EXERCISE BRIEF -
Output every line of the data records below as a Markdown table with the columns No. and Line, giving each row a number and leaving out blank lines.

Data records -
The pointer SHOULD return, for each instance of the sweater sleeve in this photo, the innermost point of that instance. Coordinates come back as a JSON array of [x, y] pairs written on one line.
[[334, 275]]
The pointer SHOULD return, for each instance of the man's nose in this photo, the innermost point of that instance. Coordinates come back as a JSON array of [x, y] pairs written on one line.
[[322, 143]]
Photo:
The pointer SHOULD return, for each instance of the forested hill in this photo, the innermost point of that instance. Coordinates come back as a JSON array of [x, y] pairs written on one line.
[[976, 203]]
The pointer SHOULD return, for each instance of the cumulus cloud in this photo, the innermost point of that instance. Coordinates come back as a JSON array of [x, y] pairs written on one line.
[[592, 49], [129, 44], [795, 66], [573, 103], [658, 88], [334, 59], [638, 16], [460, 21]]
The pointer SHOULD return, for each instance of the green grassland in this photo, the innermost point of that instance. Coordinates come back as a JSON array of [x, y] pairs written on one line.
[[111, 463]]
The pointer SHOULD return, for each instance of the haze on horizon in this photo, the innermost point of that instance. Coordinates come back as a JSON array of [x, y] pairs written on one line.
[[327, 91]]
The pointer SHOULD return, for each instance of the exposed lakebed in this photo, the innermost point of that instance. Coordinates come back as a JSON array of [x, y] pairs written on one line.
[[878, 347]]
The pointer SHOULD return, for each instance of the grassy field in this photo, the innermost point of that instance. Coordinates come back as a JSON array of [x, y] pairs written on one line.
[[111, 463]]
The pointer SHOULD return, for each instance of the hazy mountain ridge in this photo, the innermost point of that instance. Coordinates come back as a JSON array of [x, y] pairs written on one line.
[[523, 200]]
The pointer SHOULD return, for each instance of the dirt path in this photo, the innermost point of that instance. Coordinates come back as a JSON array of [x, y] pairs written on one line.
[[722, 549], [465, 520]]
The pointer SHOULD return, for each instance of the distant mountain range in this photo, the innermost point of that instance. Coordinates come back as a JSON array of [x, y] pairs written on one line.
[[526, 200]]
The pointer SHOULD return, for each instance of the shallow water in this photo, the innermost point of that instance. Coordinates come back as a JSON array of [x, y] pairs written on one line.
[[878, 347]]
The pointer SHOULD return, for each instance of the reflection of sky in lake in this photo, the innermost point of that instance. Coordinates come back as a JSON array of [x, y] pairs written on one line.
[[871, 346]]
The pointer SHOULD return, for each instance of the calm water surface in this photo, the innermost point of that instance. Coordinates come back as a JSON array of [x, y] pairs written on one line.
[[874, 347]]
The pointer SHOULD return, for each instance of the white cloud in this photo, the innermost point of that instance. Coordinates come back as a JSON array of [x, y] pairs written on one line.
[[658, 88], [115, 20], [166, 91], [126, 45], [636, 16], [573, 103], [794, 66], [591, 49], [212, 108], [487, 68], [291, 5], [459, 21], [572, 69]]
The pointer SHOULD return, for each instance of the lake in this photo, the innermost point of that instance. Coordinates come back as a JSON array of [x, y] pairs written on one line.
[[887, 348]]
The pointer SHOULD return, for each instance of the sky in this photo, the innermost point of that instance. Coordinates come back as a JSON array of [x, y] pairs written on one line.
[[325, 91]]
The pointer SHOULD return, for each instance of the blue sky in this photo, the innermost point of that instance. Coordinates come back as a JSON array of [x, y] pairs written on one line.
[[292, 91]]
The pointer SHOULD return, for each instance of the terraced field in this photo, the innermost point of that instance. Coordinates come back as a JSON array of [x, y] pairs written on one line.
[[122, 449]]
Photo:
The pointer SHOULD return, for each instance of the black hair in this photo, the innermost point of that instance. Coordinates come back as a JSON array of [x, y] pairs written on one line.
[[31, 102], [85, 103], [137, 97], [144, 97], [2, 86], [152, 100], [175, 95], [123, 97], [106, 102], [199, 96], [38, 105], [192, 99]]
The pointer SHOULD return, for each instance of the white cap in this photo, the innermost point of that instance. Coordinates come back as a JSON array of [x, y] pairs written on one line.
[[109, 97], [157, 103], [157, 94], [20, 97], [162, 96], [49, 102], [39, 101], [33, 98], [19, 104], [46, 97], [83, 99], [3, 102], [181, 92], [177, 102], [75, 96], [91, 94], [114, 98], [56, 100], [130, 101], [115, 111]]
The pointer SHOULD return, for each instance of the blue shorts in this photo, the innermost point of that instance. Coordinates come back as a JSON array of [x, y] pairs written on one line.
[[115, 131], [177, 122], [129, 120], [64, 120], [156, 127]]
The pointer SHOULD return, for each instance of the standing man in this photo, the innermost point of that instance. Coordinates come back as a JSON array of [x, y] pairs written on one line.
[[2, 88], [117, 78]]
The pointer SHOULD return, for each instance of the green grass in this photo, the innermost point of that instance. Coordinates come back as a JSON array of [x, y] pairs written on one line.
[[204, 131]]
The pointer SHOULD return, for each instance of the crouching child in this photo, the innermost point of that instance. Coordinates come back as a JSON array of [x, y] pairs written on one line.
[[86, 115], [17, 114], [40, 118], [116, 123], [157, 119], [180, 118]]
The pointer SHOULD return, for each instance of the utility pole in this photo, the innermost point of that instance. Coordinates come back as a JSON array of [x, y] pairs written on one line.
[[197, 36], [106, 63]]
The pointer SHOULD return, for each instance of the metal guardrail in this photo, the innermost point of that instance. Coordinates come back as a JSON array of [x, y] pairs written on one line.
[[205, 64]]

ANSWER IN FULL -
| No. | Line |
|---|---|
| 1 | The pointer SHOULD return, for each instance of the sweater sleeve in this photo, the innermost point of that instance. Coordinates come back as a JSON array of [x, y] pairs written on one line. |
| 2 | [[334, 275]] |
| 3 | The pointer SHOULD return, for each instance of the man's nose in this photo, the innermost point of that instance. Coordinates come back as a JSON array of [x, y] pairs written on one line. |
| 4 | [[322, 143]] |
| 5 | Photo: |
| 6 | The pointer SHOULD return, for each instance of the forested hill in this photo, the innermost point of that instance. Coordinates come back as a JSON array of [x, y] pairs written on one line. |
| 7 | [[976, 203]] |
| 8 | The pointer SHOULD return, for each instance of the cumulus cloud in this photo, the innermost point of that instance. Coordinates come back as a JSON array of [x, y] pairs written on one line. |
| 9 | [[592, 49], [129, 44], [795, 66], [573, 103], [658, 88], [334, 59], [638, 16], [460, 21]] |
| 10 | The pointer SHOULD return, for each instance of the green grassland in this photo, the innermost point of that instance. Coordinates come back as a JSON array of [x, y] pairs written on one line. |
| 11 | [[111, 463]] |
| 12 | The pointer SHOULD return, for each instance of the haze on horizon in this photo, the innermost point of that instance. Coordinates come back as a JSON array of [x, y] pairs written on one line. |
| 13 | [[327, 91]] |
| 14 | The pointer SHOULD return, for each instance of the exposed lakebed in this photo, the innermost point of that instance. Coordinates come back as a JSON array of [x, y] pairs written on one line. |
| 15 | [[878, 347]] |
| 16 | The pointer SHOULD return, for each instance of the grassy field in this photo, the innermost point of that instance. Coordinates come back as a JSON array of [x, y] pairs written on one line. |
| 17 | [[111, 463]] |
| 18 | The pointer SHOULD return, for each instance of the hazy mountain ridge in this photo, the innermost point of that instance. Coordinates come back as a JSON array of [x, y] pairs written on one line. |
| 19 | [[523, 200]] |
| 20 | The pointer SHOULD return, for each instance of the dirt path in this photo, the innermost point of that instance. Coordinates come back as a JSON array of [x, y] pairs written on one line. |
| 21 | [[722, 549], [465, 520]] |
| 22 | The pointer SHOULD return, for each instance of the distant mountain range in this photo, the innermost point of that instance. Coordinates come back as a JSON array of [x, y] pairs written on one line. |
| 23 | [[526, 200]] |
| 24 | The pointer SHOULD return, for each instance of the shallow water in this photo, the innermost point of that instance. Coordinates come back as a JSON array of [x, y] pairs written on one line. |
| 25 | [[878, 347]] |
| 26 | The pointer SHOULD return, for each instance of the reflection of sky in lake in this photo, the innermost point of that instance. Coordinates come back as a JSON array of [x, y] pairs written on one line. |
| 27 | [[871, 346]] |
| 28 | The pointer SHOULD return, for each instance of the calm water surface in this photo, the innermost point of that instance. Coordinates come back as a JSON array of [x, y] pairs written on one line. |
| 29 | [[874, 347]] |
| 30 | The pointer SHOULD return, for each instance of the white cloud in this photo, the innermost point of that instance. Coordinates come back as a JSON array of [x, y] pairs written on one line. |
| 31 | [[658, 88], [115, 20], [166, 91], [126, 45], [636, 16], [573, 103], [794, 66], [591, 49], [212, 108], [487, 68], [291, 5], [459, 21], [572, 69]] |
| 32 | The pointer SHOULD return, for each instance of the lake in this photo, the innermost point of that instance. Coordinates come back as a JSON array of [x, y] pairs written on one line. |
| 33 | [[887, 348]] |
| 34 | The pointer SHOULD return, for each instance of the sky in this photo, the innermost point of that instance. Coordinates come back as a JSON array of [x, y] pairs written on one line. |
| 35 | [[325, 91]] |
| 36 | The pointer SHOULD return, for each instance of the blue sky in this photo, the innermost point of that instance. Coordinates come back as a JSON array of [x, y] pairs written on one line. |
| 37 | [[292, 91]] |
| 38 | The pointer SHOULD return, for each instance of the terraced field in this photo, the innermost point of that instance. Coordinates come back as a JSON array of [x, y] pairs written on one line. |
| 39 | [[122, 449]] |
| 40 | Photo: |
| 41 | The pointer SHOULD return, for each instance of the black hair in this photo, the innermost point of that instance. Coordinates come back as a JSON array of [x, y] pairs written on one line. |
| 42 | [[31, 102], [85, 103], [137, 97], [144, 97], [2, 86], [152, 100], [175, 95], [123, 97], [106, 102], [199, 96], [38, 105], [192, 99]] |
| 43 | The pointer SHOULD return, for each instance of the white cap in this photo, the innermost point of that instance. Coordinates come back as a JSON array of [x, y] pairs written on one line. |
| 44 | [[109, 97], [157, 103], [157, 94], [20, 97], [162, 96], [49, 102], [39, 101], [33, 98], [19, 104], [46, 97], [83, 99], [3, 102], [181, 92], [177, 102], [75, 96], [91, 94], [114, 98], [56, 100], [130, 101], [115, 111]] |
| 45 | The pointer SHOULD return, for each instance of the blue shorts in this photo, the innermost point of that instance. Coordinates come back as a JSON array of [x, y] pairs written on one line. |
| 46 | [[115, 131], [177, 122], [129, 120], [64, 120], [156, 127]] |
| 47 | The pointer SHOULD return, for each instance of the standing man in this photo, the innermost point of that instance. Coordinates come back as a JSON array of [x, y] pairs written on one line. |
| 48 | [[2, 88], [117, 78]] |
| 49 | The pointer SHOULD return, for each instance of the green grass in this photo, the innermost point of that instance. Coordinates come back as a JSON array of [x, y] pairs written on one line. |
| 50 | [[204, 131]] |
| 51 | The pointer SHOULD return, for each instance of the crouching child in this photo, the innermost point of that instance. Coordinates come back as a JSON array of [x, y] pairs written on one line. |
| 52 | [[86, 115], [17, 114], [40, 118], [116, 123], [157, 119], [180, 118]] |
| 53 | The pointer SHOULD return, for each instance of the utility pole in this photo, the innermost point of that instance. Coordinates come back as a JSON array of [x, y] pairs written on one line. |
| 54 | [[197, 36], [106, 63]] |
| 55 | The pointer SHOULD return, for each instance of the metal guardrail in this photo, the innermost point of that instance. Coordinates come back as a JSON array of [x, y] pairs written on one line. |
| 56 | [[205, 64]] |